Saved dataset items:
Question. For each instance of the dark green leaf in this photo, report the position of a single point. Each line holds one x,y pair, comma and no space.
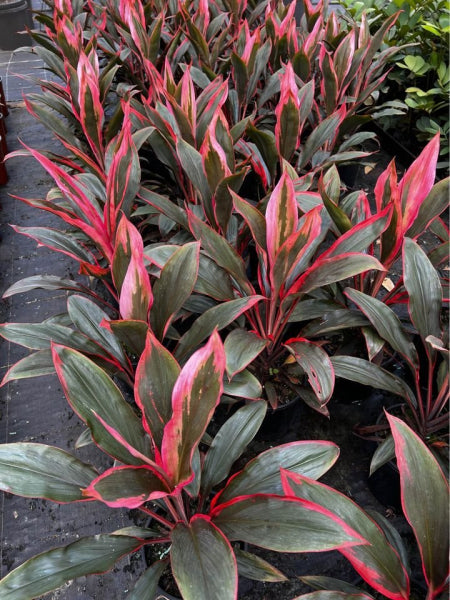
203,562
49,570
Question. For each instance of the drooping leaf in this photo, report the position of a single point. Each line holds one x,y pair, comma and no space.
229,443
40,471
203,562
49,570
128,487
195,395
362,371
425,497
424,289
254,567
262,474
386,323
282,524
218,316
241,348
329,270
35,364
44,282
92,394
147,584
376,560
156,374
316,364
88,317
174,286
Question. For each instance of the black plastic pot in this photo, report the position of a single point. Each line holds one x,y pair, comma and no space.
15,16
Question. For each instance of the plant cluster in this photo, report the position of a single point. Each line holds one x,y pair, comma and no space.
199,190
418,83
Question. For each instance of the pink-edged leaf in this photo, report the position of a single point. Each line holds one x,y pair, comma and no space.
218,248
216,317
203,561
281,216
41,471
174,286
283,524
57,240
127,487
376,561
418,181
92,222
316,364
91,114
262,474
329,270
123,177
195,395
333,595
156,374
92,394
241,348
329,86
130,275
425,497
362,235
50,570
294,255
288,115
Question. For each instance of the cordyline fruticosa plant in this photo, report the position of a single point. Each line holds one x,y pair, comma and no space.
424,496
163,469
282,92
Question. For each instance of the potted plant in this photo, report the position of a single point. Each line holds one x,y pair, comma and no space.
163,469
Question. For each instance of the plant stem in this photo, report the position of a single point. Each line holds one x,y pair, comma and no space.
157,517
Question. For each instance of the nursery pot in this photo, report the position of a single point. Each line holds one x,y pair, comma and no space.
15,16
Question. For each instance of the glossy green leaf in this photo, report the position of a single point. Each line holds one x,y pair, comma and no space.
92,394
44,282
40,471
383,454
195,395
132,334
229,443
191,161
39,336
386,323
217,247
330,270
147,584
174,286
243,385
128,487
241,348
35,364
333,595
254,567
50,570
319,582
362,371
282,524
262,474
425,499
88,317
316,364
424,289
218,316
376,561
434,204
156,374
203,562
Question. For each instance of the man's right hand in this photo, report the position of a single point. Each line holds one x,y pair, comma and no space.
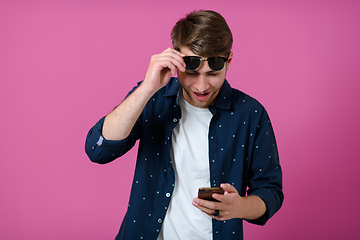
161,67
119,123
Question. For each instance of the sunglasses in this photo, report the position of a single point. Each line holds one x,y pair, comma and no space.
215,63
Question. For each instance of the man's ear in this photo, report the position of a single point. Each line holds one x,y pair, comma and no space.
229,60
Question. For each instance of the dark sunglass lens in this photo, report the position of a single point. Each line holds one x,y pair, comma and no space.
216,63
192,63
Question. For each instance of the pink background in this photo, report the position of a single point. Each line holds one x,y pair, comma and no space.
65,64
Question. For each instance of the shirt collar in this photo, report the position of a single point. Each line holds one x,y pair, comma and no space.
223,100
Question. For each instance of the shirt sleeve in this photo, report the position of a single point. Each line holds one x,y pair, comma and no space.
265,180
102,151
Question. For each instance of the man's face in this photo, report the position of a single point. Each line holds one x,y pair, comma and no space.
201,87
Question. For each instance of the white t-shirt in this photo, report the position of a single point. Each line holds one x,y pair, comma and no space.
190,157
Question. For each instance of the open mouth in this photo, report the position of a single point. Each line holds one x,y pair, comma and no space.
201,96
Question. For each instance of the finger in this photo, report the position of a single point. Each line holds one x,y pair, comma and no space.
207,207
176,58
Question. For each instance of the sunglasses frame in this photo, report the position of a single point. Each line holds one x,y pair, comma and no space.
206,59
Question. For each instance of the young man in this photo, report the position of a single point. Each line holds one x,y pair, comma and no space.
194,131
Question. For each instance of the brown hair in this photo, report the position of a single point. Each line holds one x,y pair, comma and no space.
205,32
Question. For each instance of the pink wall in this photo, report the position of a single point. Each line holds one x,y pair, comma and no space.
65,64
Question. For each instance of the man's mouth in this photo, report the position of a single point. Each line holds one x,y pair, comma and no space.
201,96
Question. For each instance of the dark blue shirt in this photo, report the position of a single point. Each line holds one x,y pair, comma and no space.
242,152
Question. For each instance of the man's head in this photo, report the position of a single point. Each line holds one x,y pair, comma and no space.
203,34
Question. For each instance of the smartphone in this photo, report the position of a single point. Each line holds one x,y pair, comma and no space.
206,193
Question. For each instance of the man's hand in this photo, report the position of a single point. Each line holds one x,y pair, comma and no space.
232,205
161,67
119,123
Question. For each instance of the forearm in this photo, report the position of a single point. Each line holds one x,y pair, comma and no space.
119,123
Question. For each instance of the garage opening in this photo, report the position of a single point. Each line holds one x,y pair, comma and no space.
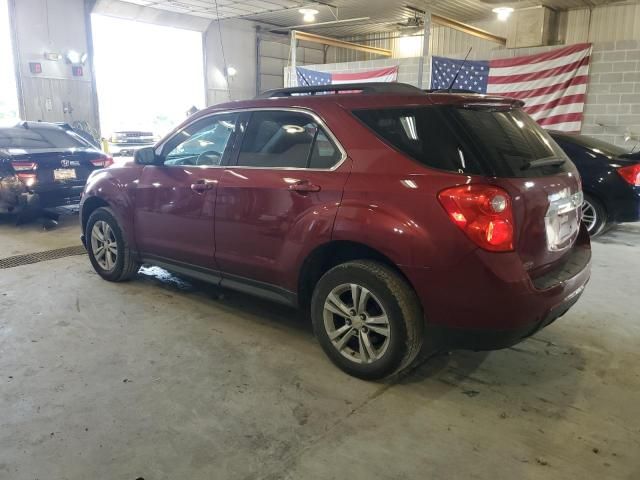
147,76
9,113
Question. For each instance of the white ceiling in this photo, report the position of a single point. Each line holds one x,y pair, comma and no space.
384,14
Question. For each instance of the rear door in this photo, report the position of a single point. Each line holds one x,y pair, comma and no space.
279,199
175,199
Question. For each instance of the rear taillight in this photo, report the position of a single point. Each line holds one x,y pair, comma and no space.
102,162
631,174
28,179
24,166
483,213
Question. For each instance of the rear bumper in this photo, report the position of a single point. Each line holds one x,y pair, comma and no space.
488,301
33,201
625,207
493,339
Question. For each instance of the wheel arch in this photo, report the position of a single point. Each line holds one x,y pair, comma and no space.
89,206
328,255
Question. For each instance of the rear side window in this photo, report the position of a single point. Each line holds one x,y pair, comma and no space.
286,140
38,138
467,141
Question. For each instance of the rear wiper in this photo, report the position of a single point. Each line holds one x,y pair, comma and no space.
543,162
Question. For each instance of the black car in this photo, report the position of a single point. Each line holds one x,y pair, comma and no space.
610,180
44,165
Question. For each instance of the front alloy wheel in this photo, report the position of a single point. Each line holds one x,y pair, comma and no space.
108,250
104,245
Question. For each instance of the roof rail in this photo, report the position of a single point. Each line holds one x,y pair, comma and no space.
450,90
366,88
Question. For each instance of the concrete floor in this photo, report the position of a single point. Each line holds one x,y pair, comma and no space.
162,379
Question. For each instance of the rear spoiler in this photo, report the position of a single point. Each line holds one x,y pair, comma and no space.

SHORT TASK: Copy out the entire listing above word for word, leaving out the pictures.

TASK RESPONSE:
Question. For each instance of the dark green leaf in this photo, report the position of a single point. Each line holds one x,y pair, comma and no space.
203,562
49,570
Question. For each instance of the drooping leaf in this photo, report the position of a single point. Each line holds one x,y pair, comma and no space.
229,443
40,471
203,562
49,570
128,487
195,395
362,371
425,497
424,289
254,567
262,474
386,323
282,524
218,316
241,348
329,270
35,364
44,282
92,394
147,584
376,560
156,374
316,364
88,317
174,286
Question. For each instance of the black plastic pot in this photo, report the position of a single point. Each line holds one x,y pair, comma and no space.
15,16
Question. For each instance of the plant cluster in this photo, report the position of a single point. Each line holds one x,y pair, comma and no space.
199,190
418,83
Question. For each instance of the pink-edged leaf in this photo, report the position of a single point. Each line holds one x,y pair, comma and no space.
218,248
216,317
203,561
281,216
41,471
174,286
283,524
57,240
127,487
376,561
418,181
92,222
316,364
91,114
262,474
329,270
123,177
195,395
333,595
156,374
92,394
241,348
329,86
130,275
425,497
362,235
50,570
294,255
288,115
Question. For each instance of the cordyline fruticosa plant in this photo, report the position of a single point. Each line holds one x,y pair, comma and no space.
424,496
163,469
282,92
Question. For each instance of the potted plant in this photo, report the position of a single point. Each line holds one x,y pair, comma and no space.
163,469
Question. For each instance of the plant stem in this photo, report the position of a single point. Each line holds one x,y pair, comma and no space.
157,517
Question. For each instance of the nursery pot in this photo, report the position of a single point. Each line holds one x,y pair, comma and no space.
15,16
Question. For each instance of the glossy green leaf in this photo, report the position of a single point. Each line holds one x,y pair, comma and no space.
92,394
44,282
40,471
383,454
195,395
132,334
229,443
191,161
39,336
386,323
217,247
330,270
147,584
174,286
243,385
128,487
241,348
35,364
333,595
254,567
50,570
319,582
362,371
282,524
262,474
425,499
88,317
316,364
424,289
218,316
376,561
434,204
156,374
203,562
Question. For each instance of the man's right hand in this photo, report the position of a single point. Each line holds one x,y pair, comma and no space.
161,67
119,123
Question. For each instance of the sunglasses in this photo, report the position of a single point. Each line holds one x,y pair, comma and no space.
215,63
Question. For each instance of the man's ear in this photo, report the position of a single point. Each line holds one x,y pair, comma and no space.
229,60
Question. For each instance of the dark sunglass lens in this photo, report the position of a single point. Each line holds one x,y pair, comma and no space.
216,63
192,63
Question. For each instance of the pink background in this photo, report the position of a single point. Each line holds one x,y pair, comma and no space.
65,64
Question. For each instance of the shirt collar in this photo, report the position of a single point. Each line holds one x,y pair, comma and no space.
223,100
Question. For each instance of the shirt sleeve in this photo, report the position of a single point. Each line holds one x,y pair, comma and no space.
265,180
102,151
Question. For each instance of the man's face in this photo, report the position of a single point. Each line holds one x,y pair, comma and no space.
201,87
Question. For each instance of the white t-shirt in this photo, report the position of a single point. Each line holds one x,y pair, comma and no space.
190,157
Question. For each instance of the open mouth in this photo, report the position of a single point. Each line holds one x,y pair, comma and no space.
201,96
Question. For each instance of the finger in this photo, report the position of a single point. Each line holds one x,y pair, comma and no space.
207,207
176,58
Question. For each instance of the sunglasses frame in this photo, report the position of a single point. Each line holds one x,y pair, comma and no space.
206,59
Question. For each instance of the young man in this photo, report the position of a single point. Each line holds one x,y pair, comma and no space.
194,131
Question. For each instance of the brown hair in this photo, report the position of a single point. Each line holds one x,y pair, comma and no space.
205,32
Question. For each instance of the pink wall in this photo, report the position of a single point. Each line holds one x,y pair, comma and no space.
65,64
Question. For each instance of the man's mouth in this photo, report the position of a single point. Each line holds one x,y pair, comma and no space.
201,96
Question. For each instance of the dark blue shirt in this photo, report the position of a single point. Each line holds one x,y pair, comma and no space.
242,152
Question. For each instance of the man's head in this photo, report the position of a single point. Each line holds one x,y pair, comma and no space.
203,34
Question. For each instance of the smartphone in this photo, report the position of a single point. Each line holds one x,y pair, comma and no space.
206,193
Question. For each instance of the man's hand in this photo, report the position of a single point. Each line holds one x,y pair, comma and no space.
232,205
161,67
119,123
Question. For each instance of the forearm in this photo, report the position of a single point. Each line holds one x,y pair, comma and no space.
119,123
Question. For each instance of the garage opening in this photo, report the position of a single point. Each line holds one x,y pair, comma and no space.
147,76
9,113
Question. For each instance of the white ceiling in this photo, report the position of a single point. Each line holds one x,y pair, comma and no space.
384,14
Question. For each instance of the rear door in this photo, report the position of a single point. Each line holds one x,y pair, comma and no space.
279,199
175,199
Question. For each instance of the rear taillight in this photo, report the position of a single point. Each line holds one x,y pair, comma and no space.
102,162
631,174
28,179
24,166
483,213
Question. For each instance of the rear bumper in this photo, report the position of a single point. Each line holds one x,y pair, comma and no space.
488,301
33,201
625,207
493,339
Question. For each instance of the wheel arch in this photo, report the position of a single point. Each line holds one x,y pair, comma and no space.
89,206
328,255
Question. For each instance of the rear side window in this photo, report the position of a single point. Each line holds one x,y pair, comma and no space.
286,140
38,138
467,141
Question. For each instance of the rear wiper in this photo, report the position of a single point. Each line holds one x,y pair, comma and no space.
543,162
Question. For each instance of the black car in this photo, report the position of a single point. Each line holds one x,y pair, comma and no space.
610,180
44,165
Question. For each instance of the front alloy wheel in this photo, report the position of a single point. Each line holds one x,y pair, comma and no space.
108,250
104,245
Question. For each instance of the roof rail in this photo, report the position of a single point. Each line holds one x,y pair, comma and no space.
450,90
366,88
Question. For each instance of the concrete floor in this photo, report the position of a single point. Each line holds one x,y pair, comma and no space.
162,379
Question. For each instance of the rear spoiler in this photo, report the position of a single point. Each line holds one x,y pair, comma and no space.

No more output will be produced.